**Quoted text**.
====

3.5.3 Local Properties

General

	Local properties, if seen as complementary to the general properties discussed before and where a single number was all you wanted, give pictures or maps of what is going on locally.
		Of course, a number like "average grain size" may be seen as a local property, too - but what the hell, you know what is meant here.
		In essence, here we are discussing methods that produce a kind of picture - directly like an optical microscope, or indirectly like a STM.
	Let's just enumerate the main techniques. Since they are covered in detail in other lecture courses, we will not go into any details here.

Optical Microscopy

You can see a lot by just looking through an optical microscope on your thin film or through your thin film (if substrate and thin film are transparent) - provided that the things you see are ³ 0.5 µm or so.

You have many different imaging modes at your disposal today. From classical microscopy, to all kinds of contrast enhancers (polarizers, phase or interference contrast, scanning, ...).

You also may prepare your specimen in such a ways that things are better visible. Etching the surface with special etchants may delineate defects, for example (and may etch off your layer completely, so be careful).

The example here shows the microscope image (very low magnification) of a solar cell in the lower right hand corner blended electronically with a short-circuit current image, i.e. a property image of the pn junction formed because there is a thin n-type layer "on top" of the p-type substrate. The colors denote quantitatively the local photo-current (yellow - red: large currents; green - blue: low currents).

====

**What you will do**.
1. Translate this sentence from the local properties text into Spanish: "You have many different imaging modes at your disposal today."
2. Gather every line of the listing below that contains the word "scarf", matching case exactly.

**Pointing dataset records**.
====

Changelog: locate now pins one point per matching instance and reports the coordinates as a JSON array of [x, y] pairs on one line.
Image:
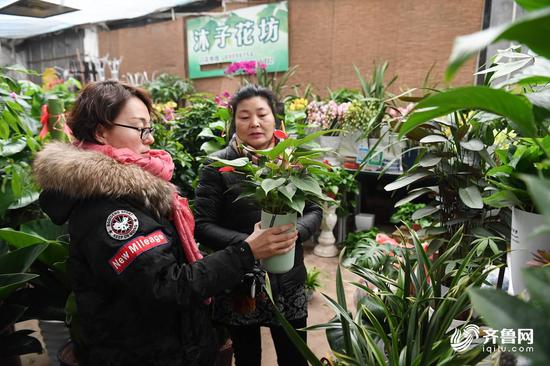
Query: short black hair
[[99, 104], [251, 91]]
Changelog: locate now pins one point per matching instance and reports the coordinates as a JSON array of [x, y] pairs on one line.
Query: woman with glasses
[[142, 287]]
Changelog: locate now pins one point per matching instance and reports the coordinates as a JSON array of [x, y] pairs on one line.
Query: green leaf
[[430, 139], [288, 190], [423, 212], [502, 199], [298, 203], [529, 30], [516, 108], [206, 132], [11, 282], [306, 184], [537, 281], [473, 145], [240, 162], [471, 197], [210, 147], [13, 147], [268, 184], [25, 200], [500, 171], [19, 261], [55, 252], [429, 160], [405, 181]]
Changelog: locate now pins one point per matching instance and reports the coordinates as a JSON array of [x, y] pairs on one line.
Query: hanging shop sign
[[258, 33]]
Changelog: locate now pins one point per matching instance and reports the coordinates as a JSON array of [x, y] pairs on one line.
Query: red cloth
[[160, 164]]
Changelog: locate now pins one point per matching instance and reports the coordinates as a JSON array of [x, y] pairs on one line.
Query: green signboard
[[258, 33]]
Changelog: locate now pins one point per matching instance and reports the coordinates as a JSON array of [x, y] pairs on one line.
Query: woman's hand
[[266, 243]]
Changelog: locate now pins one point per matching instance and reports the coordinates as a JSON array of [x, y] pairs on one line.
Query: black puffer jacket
[[138, 301], [221, 222]]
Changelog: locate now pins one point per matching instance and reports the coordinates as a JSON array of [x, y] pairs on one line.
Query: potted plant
[[14, 278], [339, 184], [47, 297], [327, 116], [281, 182], [312, 281], [526, 156], [521, 100]]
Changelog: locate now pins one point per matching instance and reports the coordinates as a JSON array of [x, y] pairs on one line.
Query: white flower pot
[[523, 245], [284, 262], [326, 247]]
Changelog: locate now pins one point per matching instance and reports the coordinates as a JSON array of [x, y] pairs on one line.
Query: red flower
[[280, 134]]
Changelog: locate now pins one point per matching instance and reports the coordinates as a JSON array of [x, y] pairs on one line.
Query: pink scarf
[[160, 164]]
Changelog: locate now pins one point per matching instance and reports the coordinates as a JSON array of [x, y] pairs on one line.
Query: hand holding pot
[[266, 243]]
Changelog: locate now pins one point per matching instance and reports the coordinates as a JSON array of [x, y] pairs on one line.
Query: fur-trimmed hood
[[64, 169]]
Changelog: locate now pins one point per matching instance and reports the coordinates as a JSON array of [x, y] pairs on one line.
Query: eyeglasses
[[144, 132]]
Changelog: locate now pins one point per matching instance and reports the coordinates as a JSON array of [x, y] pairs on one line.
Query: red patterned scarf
[[160, 164]]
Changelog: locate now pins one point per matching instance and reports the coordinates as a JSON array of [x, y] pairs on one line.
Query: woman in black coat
[[222, 223], [142, 288]]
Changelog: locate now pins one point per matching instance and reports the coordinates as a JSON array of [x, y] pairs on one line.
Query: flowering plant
[[326, 115], [363, 116], [281, 180]]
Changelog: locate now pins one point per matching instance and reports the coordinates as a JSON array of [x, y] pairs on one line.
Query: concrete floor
[[319, 312]]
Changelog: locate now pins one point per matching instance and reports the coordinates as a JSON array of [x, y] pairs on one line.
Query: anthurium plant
[[283, 179]]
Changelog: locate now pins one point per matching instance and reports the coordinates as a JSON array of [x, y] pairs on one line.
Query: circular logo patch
[[121, 224]]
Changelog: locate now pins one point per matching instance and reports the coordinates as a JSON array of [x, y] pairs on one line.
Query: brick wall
[[327, 37]]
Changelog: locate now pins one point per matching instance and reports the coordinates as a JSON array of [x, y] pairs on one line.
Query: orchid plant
[[282, 180]]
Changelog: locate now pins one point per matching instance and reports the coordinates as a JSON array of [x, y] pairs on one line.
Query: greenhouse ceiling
[[87, 12]]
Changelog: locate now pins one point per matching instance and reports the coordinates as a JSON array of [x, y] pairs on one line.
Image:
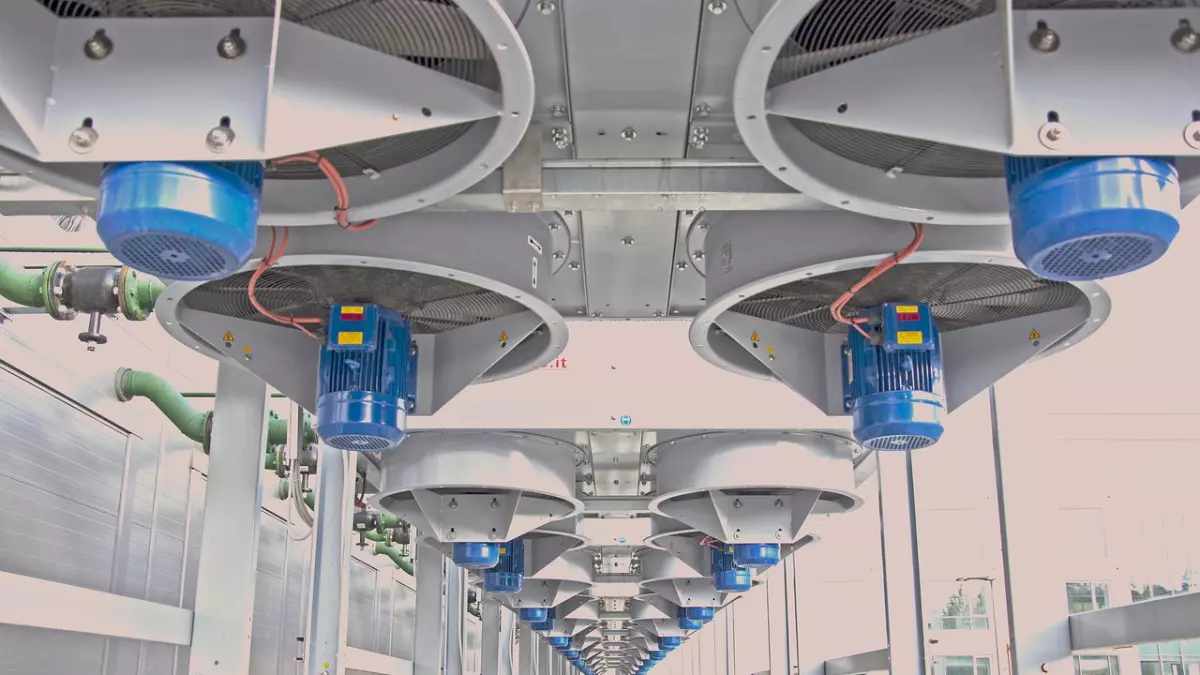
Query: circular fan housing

====

**Written answers**.
1. Hoy en día tiene a su disposición muchos modos de imagen diferentes.

2.
Query: pink scarf
Query: red patterned scarf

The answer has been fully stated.